PROVIDED PASSAGE –
####
• Robert F Davis
By Robert F. Davis, CP Guest Contributor
August 14, 2013|8:24 am

It's strange, but from time-to-time I'm stopped on the street or approached in a coffee shop by parents of school age children and questioned about Christian schooling. Essentially the question is, Of the Christian schools in the area, or colleges, which would you, suggest I consider?" Now, that seems innocent enough, but not to me.

Too often this chance encounter and query revolves around tuition or who sends their kids to a specific school. While these are reasonable questions and will help in making a decision, they miss the more significant points which strike at the heart of an avowedly Christian education.

For me the first consideration is: Why is the education at Streets of Gold Christian School Christian? Simply because Christian appears in the name or the entire faculty, administrators, and board members are Christians doesn't make the education Christian. Neither does regular chapel, prayer before class, or the obligatory Bible course. Philosophically the education must be conceived and delivered from a Christian, a biblical point-of-view. Actually I would insist on seeing the school's "Statement of Philosophy" and a sampling of what I would hope is a required document, a syllabus, from each teacher to produce, demonstrating the "how" and "why" their course is contextually Christian. Show me the CE fax!

Another consideration to substantiate for me that a school is serious about being Christian is "What is the seminal program through which each faculty candidate must pass before receiving what would be considered a "final agreement." This program should include: mentoring, extensive reading, and writing of a personal statement of philosophy of Christian education. This process should probe deeply enough to reveal a complete commitment to a schools "Statement of Faith." Years ago I was hired at a Christian school simply because I demonstrated competency and attended a church in the generally right denomination. This gave me great concern, about who some of my colleagues might be, since, though my church was orthodox, the denomination was, in large part, apostate.
####
SOURCE EXCERPT –
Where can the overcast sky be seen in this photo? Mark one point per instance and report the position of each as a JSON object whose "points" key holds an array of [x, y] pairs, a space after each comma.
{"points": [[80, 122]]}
####
DIRECTIVES –
a) According to the Christian schooling piece, which things do not by themselves make a school's education Christian? List each one.
b) Copy word for word the part of the Christian schooling piece from "Another consideration to" to "large part, apostate.".

RESPONSE LIST –
a)
- The word "Christian" appearing in the school's name
- The entire faculty, administrators, and board members being Christians
- Regular chapel
- Prayer before class
- The obligatory Bible course

b)
Another consideration to substantiate for me that a school is serious about being Christian is "What is the seminal program through which each faculty candidate must pass before receiving what would be considered a "final agreement." This program should include: mentoring, extensive reading, and writing of a personal statement of philosophy of Christian education. This process should probe deeply enough to reveal a complete commitment to a schools "Statement of Faith." Years ago I was hired at a Christian school simply because I demonstrated competency and attended a church in the generally right denomination. This gave me great concern, about who some of my colleagues might be, since, though my church was orthodox, the denomination was, in large part, apostate.